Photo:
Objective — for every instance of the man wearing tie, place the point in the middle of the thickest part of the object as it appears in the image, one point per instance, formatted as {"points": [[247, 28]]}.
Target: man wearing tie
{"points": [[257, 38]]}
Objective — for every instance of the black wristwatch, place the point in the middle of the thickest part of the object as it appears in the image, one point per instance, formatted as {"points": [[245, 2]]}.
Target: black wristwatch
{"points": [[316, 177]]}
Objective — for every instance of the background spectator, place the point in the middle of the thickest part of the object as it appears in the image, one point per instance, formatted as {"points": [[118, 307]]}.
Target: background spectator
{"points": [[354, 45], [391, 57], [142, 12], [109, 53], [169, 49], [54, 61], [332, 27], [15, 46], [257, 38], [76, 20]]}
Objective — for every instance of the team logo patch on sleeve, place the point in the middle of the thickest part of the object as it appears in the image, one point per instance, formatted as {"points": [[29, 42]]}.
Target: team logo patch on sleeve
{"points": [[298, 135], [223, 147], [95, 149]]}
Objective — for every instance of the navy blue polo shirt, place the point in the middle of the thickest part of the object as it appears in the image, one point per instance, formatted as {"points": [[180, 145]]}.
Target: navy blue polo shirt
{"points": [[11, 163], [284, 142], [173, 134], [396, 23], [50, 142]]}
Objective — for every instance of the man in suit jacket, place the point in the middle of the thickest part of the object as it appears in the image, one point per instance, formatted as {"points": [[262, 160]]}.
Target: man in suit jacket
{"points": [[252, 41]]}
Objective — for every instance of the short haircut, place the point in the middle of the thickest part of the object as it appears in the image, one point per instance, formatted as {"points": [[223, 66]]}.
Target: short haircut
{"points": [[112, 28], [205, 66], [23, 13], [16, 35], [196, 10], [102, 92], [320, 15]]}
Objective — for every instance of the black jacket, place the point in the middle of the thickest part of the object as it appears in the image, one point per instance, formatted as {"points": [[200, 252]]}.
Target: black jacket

● GIVEN TASK
Rewrite all of the lines above, replacing each "thickest" with "widest" and leaving everything else unchanged.

● EXERCISE SOLUTION
Photo:
Objective — for every instance of the man wearing tie, place the point in the middle of the widest part of the object as it appears in the image, one point per instance, formatted as {"points": [[247, 28]]}.
Target: man wearing tie
{"points": [[257, 38]]}
Objective — for every instance of the black wristwatch, place the point in the middle of the widest part of the object as it appears in the image, one point per instance, formatted as {"points": [[245, 2]]}.
Target: black wristwatch
{"points": [[316, 177]]}
Objective — for every instance of the background spectator, place the point in the middle of the widest part of the object as it appears in the image, one point per instance, formatted as {"points": [[118, 307]]}.
Target: background spectator
{"points": [[354, 45], [391, 57], [142, 12], [109, 53], [169, 49], [54, 61], [332, 27], [15, 46], [257, 38], [76, 20]]}
Objective — for every instance of the team logo patch on sleeve, place the point in the middle of the widest part of the object as it appears in the image, one point per instance, formatted as {"points": [[29, 42]]}.
Target: team logo patch on sleeve
{"points": [[298, 135], [223, 147], [95, 149]]}
Objective — for every instance of the navy blue polo shirt, place the point in the middle of the widest part of the object as it appears in the image, one point per instance, formatted as {"points": [[180, 145]]}.
Target: navy blue polo shirt
{"points": [[11, 163], [284, 142], [173, 134], [396, 23], [50, 142]]}
Objective — for every instance of the man in suit jacket, place the point in the middle of the widest part of the object as it appears in the image, one point per instance, formatted as {"points": [[262, 160]]}.
Target: man in suit jacket
{"points": [[252, 41]]}
Objective — for every instance of the short haircut, place the point in the middle of the widest part of the object as it appears in the image, one point per instance, formatted as {"points": [[223, 66]]}.
Target: short haircut
{"points": [[112, 28], [205, 66], [23, 13], [16, 35], [196, 10], [102, 92], [320, 15]]}
Objective — for every instance of the black jacket, place the point in the middle of the widest part of the object as it appears in the image, one point per instance, formatted as {"points": [[200, 252]]}.
Target: black jacket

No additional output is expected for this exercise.